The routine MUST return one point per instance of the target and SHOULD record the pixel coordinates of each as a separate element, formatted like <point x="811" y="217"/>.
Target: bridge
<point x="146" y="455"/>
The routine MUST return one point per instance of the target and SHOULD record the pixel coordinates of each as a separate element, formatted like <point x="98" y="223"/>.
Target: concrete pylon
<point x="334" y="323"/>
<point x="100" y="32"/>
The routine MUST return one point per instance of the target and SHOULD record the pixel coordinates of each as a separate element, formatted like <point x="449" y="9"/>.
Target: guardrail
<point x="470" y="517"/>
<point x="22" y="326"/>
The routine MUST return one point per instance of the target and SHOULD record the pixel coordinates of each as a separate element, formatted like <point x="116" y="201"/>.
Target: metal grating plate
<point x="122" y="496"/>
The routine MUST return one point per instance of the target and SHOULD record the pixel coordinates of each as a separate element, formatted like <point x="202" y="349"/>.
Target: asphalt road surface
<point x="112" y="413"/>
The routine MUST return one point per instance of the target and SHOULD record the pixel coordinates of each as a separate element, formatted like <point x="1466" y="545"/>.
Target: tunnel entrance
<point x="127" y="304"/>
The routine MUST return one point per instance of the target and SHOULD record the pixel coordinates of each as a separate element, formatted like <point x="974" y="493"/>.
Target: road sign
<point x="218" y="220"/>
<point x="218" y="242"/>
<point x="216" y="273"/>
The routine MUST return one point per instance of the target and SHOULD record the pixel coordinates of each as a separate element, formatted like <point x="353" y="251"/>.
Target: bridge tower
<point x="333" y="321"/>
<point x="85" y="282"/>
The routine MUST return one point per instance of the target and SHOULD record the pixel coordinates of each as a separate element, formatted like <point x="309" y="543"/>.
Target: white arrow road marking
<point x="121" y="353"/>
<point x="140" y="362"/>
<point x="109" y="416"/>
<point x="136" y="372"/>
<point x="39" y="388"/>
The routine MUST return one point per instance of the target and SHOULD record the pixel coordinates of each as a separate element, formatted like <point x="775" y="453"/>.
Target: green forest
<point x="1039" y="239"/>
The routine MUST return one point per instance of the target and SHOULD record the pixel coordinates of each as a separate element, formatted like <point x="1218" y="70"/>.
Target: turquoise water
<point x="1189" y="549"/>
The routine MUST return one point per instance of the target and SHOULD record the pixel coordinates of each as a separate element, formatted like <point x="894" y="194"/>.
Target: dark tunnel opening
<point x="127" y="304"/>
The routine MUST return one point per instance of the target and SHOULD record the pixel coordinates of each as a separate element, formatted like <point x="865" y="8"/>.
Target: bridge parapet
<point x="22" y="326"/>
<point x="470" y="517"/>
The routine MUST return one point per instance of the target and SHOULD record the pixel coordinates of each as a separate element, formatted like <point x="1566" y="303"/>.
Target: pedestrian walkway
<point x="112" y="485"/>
++++++++++++++++++++
## [Given task]
Set down the material above again, word for word.

## [Solved exercise]
The routine MUST return one point per instance of the target and SHOULD record the pixel coordinates of each as a separate element, formatted like <point x="811" y="217"/>.
Target: bridge
<point x="146" y="455"/>
The routine MUST return one point per instance of the target and SHOULD record the pixel coordinates of each as a separate element, formatted like <point x="98" y="223"/>.
Target: concrete pylon
<point x="334" y="323"/>
<point x="100" y="32"/>
The routine MUST return one point per instance of the target and SHOULD record the pixel coordinates of each as a separate element, formatted like <point x="449" y="9"/>.
Target: guardrail
<point x="470" y="517"/>
<point x="22" y="326"/>
The routine MUST return one point per instance of the target and SHOULD record the pixel coordinates of each as a separate element, formatted like <point x="116" y="201"/>.
Target: metal grating plate
<point x="122" y="496"/>
The routine MUST return one point per instance of the target and SHOULD record the pixel coordinates of each as a separate element, formatted like <point x="202" y="349"/>.
Target: asphalt road surface
<point x="112" y="413"/>
The routine MUST return one point per instance of the target and SHOULD record the pixel coordinates of each as a separate element, formatted like <point x="1466" y="545"/>.
Target: tunnel entrance
<point x="127" y="304"/>
The routine MUST return one point per instance of the target and SHOULD record the pixel coordinates of each as a separate element, formatted like <point x="974" y="493"/>.
Target: road sign
<point x="218" y="220"/>
<point x="218" y="242"/>
<point x="216" y="273"/>
The routine MUST return one point per instance of the target and SHOULD record the pixel coordinates of each as a separate element, formatted like <point x="353" y="251"/>.
Target: bridge tower
<point x="333" y="321"/>
<point x="85" y="282"/>
The routine MUST return one point per instance of the target and SHOULD record the pixel coordinates of each as a separate element, formatted like <point x="309" y="543"/>.
Target: white arrow road marking
<point x="121" y="353"/>
<point x="140" y="362"/>
<point x="109" y="416"/>
<point x="136" y="372"/>
<point x="39" y="388"/>
The routine MUST return one point per instance of the target and SHOULD record the pixel coordinates of each as a separate element, formatted like <point x="775" y="453"/>.
Target: green forest
<point x="1039" y="239"/>
The routine MUST return one point per instance of the target and SHOULD record the pixel coordinates of each as a separate element, formatted like <point x="1218" y="70"/>.
Target: turquoise water
<point x="1189" y="549"/>
The routine MUST return one point per instance of the target and SHOULD record the pixel coordinates of each as a separate element, formatted like <point x="894" y="194"/>.
Target: dark tunnel opening
<point x="127" y="304"/>
The routine MUST return one point per instance of the target and SHOULD record the pixel coordinates of each as a separate element, formatted like <point x="865" y="8"/>.
Target: bridge parapet
<point x="22" y="326"/>
<point x="470" y="517"/>
The routine MUST return one point per instance of the target and SHOULD record the pixel coordinates of each as a separate element, formatted like <point x="1566" y="303"/>.
Target: pedestrian walkway
<point x="112" y="485"/>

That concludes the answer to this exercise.